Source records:
====
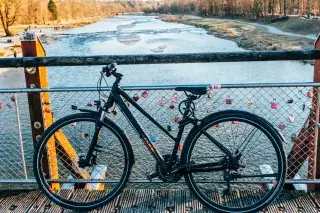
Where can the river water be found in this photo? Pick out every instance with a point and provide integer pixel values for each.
(147, 35)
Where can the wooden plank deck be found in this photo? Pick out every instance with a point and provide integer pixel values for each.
(154, 200)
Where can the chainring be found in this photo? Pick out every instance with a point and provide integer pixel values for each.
(167, 177)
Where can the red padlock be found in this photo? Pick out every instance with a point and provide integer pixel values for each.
(228, 101)
(145, 94)
(135, 98)
(309, 94)
(172, 106)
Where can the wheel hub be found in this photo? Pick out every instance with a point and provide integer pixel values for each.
(165, 176)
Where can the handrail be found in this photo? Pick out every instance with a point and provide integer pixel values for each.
(161, 58)
(159, 87)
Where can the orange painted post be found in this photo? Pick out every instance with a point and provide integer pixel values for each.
(41, 116)
(39, 104)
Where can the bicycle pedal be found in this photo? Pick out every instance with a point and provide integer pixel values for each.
(226, 192)
(152, 176)
(74, 107)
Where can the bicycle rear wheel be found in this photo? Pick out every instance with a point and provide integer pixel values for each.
(56, 162)
(262, 157)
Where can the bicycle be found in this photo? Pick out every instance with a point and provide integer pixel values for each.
(217, 168)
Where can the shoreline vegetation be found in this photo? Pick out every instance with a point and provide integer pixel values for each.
(43, 31)
(246, 35)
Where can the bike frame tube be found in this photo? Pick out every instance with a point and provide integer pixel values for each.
(115, 97)
(117, 92)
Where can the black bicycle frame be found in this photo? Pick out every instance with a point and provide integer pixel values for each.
(115, 98)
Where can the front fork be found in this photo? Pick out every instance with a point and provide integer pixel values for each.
(90, 157)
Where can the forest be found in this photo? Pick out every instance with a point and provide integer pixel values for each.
(44, 11)
(255, 9)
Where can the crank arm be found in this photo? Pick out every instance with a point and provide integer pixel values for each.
(204, 167)
(236, 176)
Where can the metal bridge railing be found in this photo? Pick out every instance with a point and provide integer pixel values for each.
(293, 106)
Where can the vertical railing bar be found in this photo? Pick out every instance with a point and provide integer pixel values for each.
(20, 137)
(316, 132)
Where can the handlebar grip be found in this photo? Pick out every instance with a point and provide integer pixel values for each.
(109, 69)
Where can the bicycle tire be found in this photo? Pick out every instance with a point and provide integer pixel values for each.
(90, 205)
(222, 204)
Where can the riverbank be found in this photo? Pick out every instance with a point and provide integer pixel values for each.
(246, 35)
(43, 31)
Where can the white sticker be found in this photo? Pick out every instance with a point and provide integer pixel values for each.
(27, 36)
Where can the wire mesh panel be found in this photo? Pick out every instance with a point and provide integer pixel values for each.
(11, 160)
(287, 108)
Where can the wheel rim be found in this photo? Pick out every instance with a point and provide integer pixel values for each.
(203, 151)
(111, 165)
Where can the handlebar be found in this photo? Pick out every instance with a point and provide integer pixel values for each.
(111, 69)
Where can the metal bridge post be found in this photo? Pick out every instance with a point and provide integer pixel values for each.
(41, 116)
(306, 143)
(39, 104)
(317, 136)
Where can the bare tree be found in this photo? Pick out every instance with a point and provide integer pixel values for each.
(9, 10)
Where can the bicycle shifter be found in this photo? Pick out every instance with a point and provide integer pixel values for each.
(152, 176)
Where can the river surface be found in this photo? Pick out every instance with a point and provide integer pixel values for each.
(147, 35)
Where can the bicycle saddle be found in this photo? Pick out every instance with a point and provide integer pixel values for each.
(193, 90)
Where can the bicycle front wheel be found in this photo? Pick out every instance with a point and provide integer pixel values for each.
(58, 169)
(262, 172)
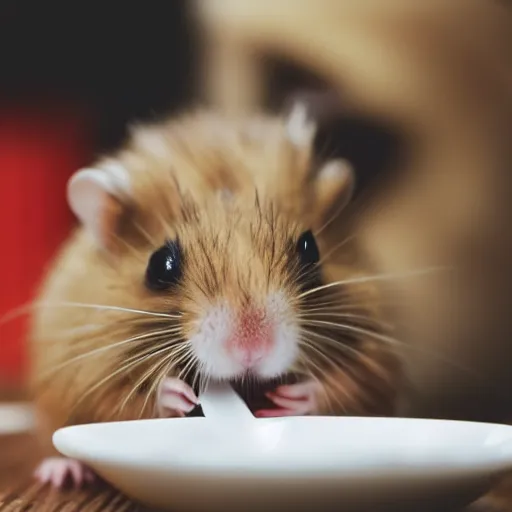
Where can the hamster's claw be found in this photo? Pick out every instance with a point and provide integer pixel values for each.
====
• **What to produce**: Reproduce all of the entries above with "Pick out every instance" renamed to "Mark each occurrence" throughout, leaving every other word unchanged, and omit the pictures from your answer.

• **Task output**:
Where can the river water be found in this photo? Mark each occurrence with a point and provide integer pixel values for each.
(147, 35)
Where can the wooden plank deck be found in this photo? Mark each occurrence with a point and provide integer pixel values for each.
(154, 200)
Where can the chainring be found in this photo? Mark each occurrence with a point and provide integer pixel values for each.
(167, 177)
Where can the red padlock be found in this photo? Mark each occurrence with a point and provide integer pixel values for each.
(228, 101)
(145, 94)
(135, 98)
(309, 94)
(172, 106)
Where can the wheel hub be found in this photo? Mark each occurrence with a point and provide integer pixel values for each.
(165, 176)
Where can the handrail be found in this photo? Mark each occurrence with a point and provide integer pixel values for each.
(161, 58)
(159, 87)
Where can the orange painted post be found in this photo? Mark each occurrence with a point and provide integer pixel values for each.
(41, 116)
(39, 104)
Where can the bicycle pedal be found in this photo? Mark each occurrence with a point and provide integer pixel values for each.
(226, 192)
(152, 176)
(74, 107)
Where can the bicycle rear wheel be found in this photo? Mark each occurrence with a point and provide integer pixel values for each.
(56, 162)
(262, 157)
Where can the bicycle be found in this photo? Mark each occurrence with a point and provide integer pixel values for each.
(217, 168)
Where can the shoreline vegetation be found in this photo? Mark each occurrence with a point and provide integer pixel values for each.
(43, 31)
(246, 35)
Where can the bike frame tube be found in this photo? Mark each occurrence with a point and provide integer pixel values for each.
(115, 97)
(117, 92)
Where can the black bicycle frame be found in this photo? Mark each occurrence with a point and provide integer pixel values for each.
(115, 98)
Where can the front fork be found in this photo? Mark each occurrence with a point and provide integer pixel values for each.
(90, 157)
Where can the forest be found in this photo? Mark each occurrence with a point and provide integer pixel values for each.
(44, 11)
(255, 9)
Where can the crank arm be found in this photo? Mark each occurrence with a point and provide integer pixel values for each.
(204, 167)
(236, 176)
Where can the metal bridge railing be found in this photo? Mark each occurrence with a point and provide integer pixel values for each.
(293, 106)
Where can the vertical railing bar be found in this photo? Mark each occurrence with a point and provide integer pixel values for each.
(20, 137)
(316, 132)
Where can the handlebar grip be found in this photo? Mark each occurrence with a point and provide integer pixel values for each.
(109, 69)
Where can the bicycle tire be found in this photo? Mark each occurrence with a point and provide integer pixel values for each.
(90, 205)
(222, 204)
Where can the riverbank be found in this photo? Mark each occurrence with a point and provide integer pixel values for each.
(246, 35)
(43, 31)
Where can the white sticker be found in this photo? Mark each occurrence with a point and provide integer pixel values for each.
(27, 36)
Where can the wire mesh panel be found in this photo? Mark each occurrence with a point and provide integer pixel values for each.
(11, 160)
(287, 108)
Where can the wheel rim be found in this photo? Mark each occurrence with a point and provide integer pixel values for each.
(203, 151)
(111, 165)
Where can the handlebar be found in this photo? Mark each occurrence with a point and provide integer pixel values for each.
(111, 69)
Where can the metal bridge post be found in this photo? Mark each occurrence with a point and provide integer pixel values for each.
(41, 116)
(306, 143)
(39, 104)
(317, 136)
Where can the bare tree be found in this photo? Mark each occurrence with a point and provide integer pixel values for each.
(9, 10)
Where can the bicycle shifter be found in this photo? Mark each occurrence with a point and provide integer pixel values for each.
(152, 176)
Where can the river surface be found in this photo? Mark each occurrence with a point and provide integer pixel values for each.
(147, 35)
Where can the bicycle saddle be found in this photo? Mark each occurrence with a point and provide integer pixel values for each.
(193, 90)
Where can the bicycle front wheel be found in this photo? Mark each occurrence with a point and provide integer pixel values for each.
(58, 169)
(262, 172)
Where can the hamster's claw be found in this photo? Mark each occurrence with a point and provide integer pixel values for each.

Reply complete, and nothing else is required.